Nuits d’été à Brooklyn ou la fausse légèreté de Mademoiselle Schneck

Août 91, à Crown Heights, un quartier de Brooklyn, un jeune Afro-américain de 7 ans, Gavin Cato, meurt écrasé, accidentellement, par la voiture d’un jeune Juif.  Trois nuits d’émeutes s’en suivent, trois nuits où une foule de jeunes, traversée par de funestes rumeurs quant à la responsabilité du jeune conducteur, scandera « A mort les Juifs ! ». Jusqu’à ce que l’un d’eux, Yankel Rosenbaum soit tabassé et poignardé à mort. La seule émeute antisémite qu’ait jamais connu New York. 

Août 91, Esther, une jeune française, talentueuse étudiante, effectue son premier stage, comme journaliste, dans le bureau new-yorkais d’un grand quotidien français. Esther veut comprendre les raisons qui ont précipité ces deux communautés, vivant en paix jusque-là, dans cette violence haineuse. La jeune-femme est juive et ces nuits font écho à son histoire familiale, même si elle a tenté de l’ignorer jusque-là, même si l’insouciance de ses vingt ans s’étale comme un pauvre cataplasme sur la tragédie familiale et nationale. 

Mais elle veut enquêter et prend rendez-vous avec un professeur d’université. Frederick est magnifique et spécialiste de Flaubert. Il est marié, a 41 ans et est noir. Coup de foudre assuré! Face à la colère haineuse de la rue, l’éclaircie de leur amour va s’imposer comme une réparation.

Petite et grande histoire de la vie

Quel que soit son sujet Colombe Schneck s’applique toujours à faire un roman biographique, à mettre en perspective des parcelles de sa vie et l’histoire de la nôtre. Elle mélange subtilement, légèreté et tragédie, anecdotes et évènements, l’insouciance de sa jeunesse à l’école alsacienne et la souffrance de celle de sa grand-mère. Le tragique d’une nuit de massacre à la fleur de lait d’un café.

## DONNÉES EXTRAITES
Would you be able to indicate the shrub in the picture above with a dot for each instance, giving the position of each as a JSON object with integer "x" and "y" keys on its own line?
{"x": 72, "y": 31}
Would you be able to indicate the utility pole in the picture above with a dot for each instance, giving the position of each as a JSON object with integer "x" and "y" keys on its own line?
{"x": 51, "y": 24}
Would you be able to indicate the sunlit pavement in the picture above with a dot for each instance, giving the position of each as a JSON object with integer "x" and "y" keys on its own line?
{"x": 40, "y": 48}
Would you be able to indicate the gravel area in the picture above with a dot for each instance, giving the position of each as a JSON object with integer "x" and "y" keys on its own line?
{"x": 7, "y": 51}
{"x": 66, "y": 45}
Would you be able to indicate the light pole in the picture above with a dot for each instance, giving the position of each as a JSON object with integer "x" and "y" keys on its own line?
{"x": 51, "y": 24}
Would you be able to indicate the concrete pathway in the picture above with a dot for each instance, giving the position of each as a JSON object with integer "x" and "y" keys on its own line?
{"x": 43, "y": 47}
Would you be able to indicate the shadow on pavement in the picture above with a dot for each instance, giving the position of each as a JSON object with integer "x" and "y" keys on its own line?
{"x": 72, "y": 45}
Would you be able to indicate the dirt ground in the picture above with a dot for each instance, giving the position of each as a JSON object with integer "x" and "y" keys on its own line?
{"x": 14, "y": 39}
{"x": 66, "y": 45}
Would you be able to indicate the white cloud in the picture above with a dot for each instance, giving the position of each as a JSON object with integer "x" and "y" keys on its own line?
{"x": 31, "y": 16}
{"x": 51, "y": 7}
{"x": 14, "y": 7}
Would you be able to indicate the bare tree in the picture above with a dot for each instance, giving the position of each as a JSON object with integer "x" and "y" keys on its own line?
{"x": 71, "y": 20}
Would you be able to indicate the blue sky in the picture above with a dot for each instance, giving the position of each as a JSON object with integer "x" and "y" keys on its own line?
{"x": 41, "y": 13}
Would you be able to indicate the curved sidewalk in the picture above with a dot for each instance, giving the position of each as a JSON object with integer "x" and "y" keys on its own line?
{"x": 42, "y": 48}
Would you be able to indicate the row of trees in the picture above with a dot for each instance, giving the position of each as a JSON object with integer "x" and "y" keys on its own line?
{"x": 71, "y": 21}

## TRAVAIL DEMANDÉ
Donnez la suite de la critique de « Nuits d'été à Brooklyn », en commençant juste après sa dernière phrase. Ces données ont une tout autre provenance que le texte.

## RÉSULTAT
Colombe Schneck se lit dans les détails, les recoins où s’accumulent les bribes de sens de sa vie. Elle adore décrire par le menu tout ce qu’elle voit, un tic de journaliste sans doute ou la volonté de photographier le réel ? Elle le fait avec ironie, à la Philip Roth ou Jonathan Safran ou bien innocence à la Woody Allen.  

Esther agace avec ses coquetteries de petite Parisienne, fait rire avec son regard aigu et finalement convainc par sa sincérité. Qui par ailleurs aurait pu inventer ce prof érudit et spécialiste de « Madame Bovary », à qui finalement il ressemble ? 

Colombe Schneck est pleine de recoins, on vous aura prévenu.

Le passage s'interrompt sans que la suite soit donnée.